-- START Given records --

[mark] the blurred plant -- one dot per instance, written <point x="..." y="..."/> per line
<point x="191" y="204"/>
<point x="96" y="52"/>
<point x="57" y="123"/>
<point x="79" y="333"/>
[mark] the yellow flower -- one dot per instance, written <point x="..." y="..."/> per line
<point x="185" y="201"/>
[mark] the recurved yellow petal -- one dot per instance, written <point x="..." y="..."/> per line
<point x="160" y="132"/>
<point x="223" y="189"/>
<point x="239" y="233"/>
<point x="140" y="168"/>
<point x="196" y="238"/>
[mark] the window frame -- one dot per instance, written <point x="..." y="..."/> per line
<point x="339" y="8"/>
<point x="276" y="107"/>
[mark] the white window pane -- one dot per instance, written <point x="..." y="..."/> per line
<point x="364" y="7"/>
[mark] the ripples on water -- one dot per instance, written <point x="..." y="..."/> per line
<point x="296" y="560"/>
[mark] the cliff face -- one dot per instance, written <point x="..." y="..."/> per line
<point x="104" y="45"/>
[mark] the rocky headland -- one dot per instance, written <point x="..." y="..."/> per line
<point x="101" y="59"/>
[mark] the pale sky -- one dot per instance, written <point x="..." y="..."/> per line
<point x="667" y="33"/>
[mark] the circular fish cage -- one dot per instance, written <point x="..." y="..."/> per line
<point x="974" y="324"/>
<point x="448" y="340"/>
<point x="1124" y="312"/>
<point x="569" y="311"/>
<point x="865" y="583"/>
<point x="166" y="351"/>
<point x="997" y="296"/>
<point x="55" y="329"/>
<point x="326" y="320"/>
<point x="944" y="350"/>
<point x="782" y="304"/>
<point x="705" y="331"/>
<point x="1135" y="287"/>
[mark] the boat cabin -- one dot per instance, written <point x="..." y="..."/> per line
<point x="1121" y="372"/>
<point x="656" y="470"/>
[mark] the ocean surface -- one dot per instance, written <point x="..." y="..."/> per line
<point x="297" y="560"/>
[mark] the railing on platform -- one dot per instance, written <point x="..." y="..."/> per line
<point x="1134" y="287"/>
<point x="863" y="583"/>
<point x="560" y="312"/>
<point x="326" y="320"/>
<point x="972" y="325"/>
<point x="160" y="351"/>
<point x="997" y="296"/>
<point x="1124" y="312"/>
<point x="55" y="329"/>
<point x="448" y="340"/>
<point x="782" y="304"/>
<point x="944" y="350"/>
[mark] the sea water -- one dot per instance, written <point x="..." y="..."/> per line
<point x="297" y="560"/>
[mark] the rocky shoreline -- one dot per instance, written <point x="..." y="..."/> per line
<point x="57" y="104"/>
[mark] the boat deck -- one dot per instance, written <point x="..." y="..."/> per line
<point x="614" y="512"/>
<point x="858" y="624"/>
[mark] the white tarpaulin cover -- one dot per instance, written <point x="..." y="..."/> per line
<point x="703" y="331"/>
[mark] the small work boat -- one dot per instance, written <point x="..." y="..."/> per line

-- END Given records --

◆ The exercise:
Print every one of the records above again, line for line, with no changes.

◆ Result for this exercise:
[mark] the blurred plant -- one dot per instance, written <point x="..." y="..."/> per line
<point x="191" y="204"/>
<point x="96" y="52"/>
<point x="57" y="123"/>
<point x="79" y="333"/>
[mark] the yellow flower -- one dot per instance, written <point x="..." y="..."/> per line
<point x="185" y="201"/>
[mark] the recurved yellow petal -- one dot per instance, written <point x="..." y="..."/> per line
<point x="160" y="132"/>
<point x="223" y="189"/>
<point x="239" y="233"/>
<point x="140" y="168"/>
<point x="196" y="238"/>
[mark] the window frame -- one dot per instance, written <point x="..." y="..."/> per line
<point x="339" y="8"/>
<point x="276" y="107"/>
[mark] the white window pane -- one dot per instance, written <point x="..." y="..."/> per line
<point x="364" y="7"/>
[mark] the ripples on water -- one dot per instance, written <point x="..." y="..."/> per line
<point x="296" y="560"/>
[mark] the cliff face -- one dot per instance, written <point x="..." y="..."/> per line
<point x="104" y="45"/>
[mark] the rocky headland -- one dot per instance, written <point x="..." y="..."/> per line
<point x="101" y="59"/>
[mark] the pale sky -- one dot per instance, written <point x="..." y="..."/> per line
<point x="667" y="33"/>
[mark] the circular fish cage -- one dot per instance, written <point x="..." y="..."/> per line
<point x="974" y="324"/>
<point x="448" y="340"/>
<point x="1124" y="312"/>
<point x="569" y="311"/>
<point x="865" y="583"/>
<point x="166" y="351"/>
<point x="997" y="296"/>
<point x="55" y="329"/>
<point x="326" y="320"/>
<point x="944" y="350"/>
<point x="782" y="304"/>
<point x="705" y="331"/>
<point x="1135" y="287"/>
[mark] the boat cabin -- one dot per instance, written <point x="..." y="..."/> per line
<point x="1121" y="372"/>
<point x="656" y="470"/>
[mark] the ocean surface -- one dot per instance, written <point x="..." y="..."/> per line
<point x="297" y="560"/>
[mark] the railing on platform -- one dot per instance, written <point x="..." y="..."/> per line
<point x="1134" y="287"/>
<point x="863" y="583"/>
<point x="560" y="312"/>
<point x="326" y="320"/>
<point x="972" y="325"/>
<point x="160" y="351"/>
<point x="997" y="296"/>
<point x="1124" y="312"/>
<point x="55" y="329"/>
<point x="448" y="340"/>
<point x="782" y="304"/>
<point x="944" y="350"/>
[mark] the sea water -- one dot per instance, written <point x="..." y="..."/> per line
<point x="297" y="560"/>
[mark] the rocky shoreline -- one dot per instance, written <point x="..." y="..."/> per line
<point x="57" y="104"/>
[mark] the boat deck -- one dot per instance, written <point x="..." y="..."/> per line
<point x="614" y="512"/>
<point x="858" y="624"/>
[mark] the white tarpaulin cover -- one dot per instance, written <point x="..." y="..."/> per line
<point x="703" y="331"/>
[mark] the small work boat -- one dot per instance, written <point x="..." y="..."/> per line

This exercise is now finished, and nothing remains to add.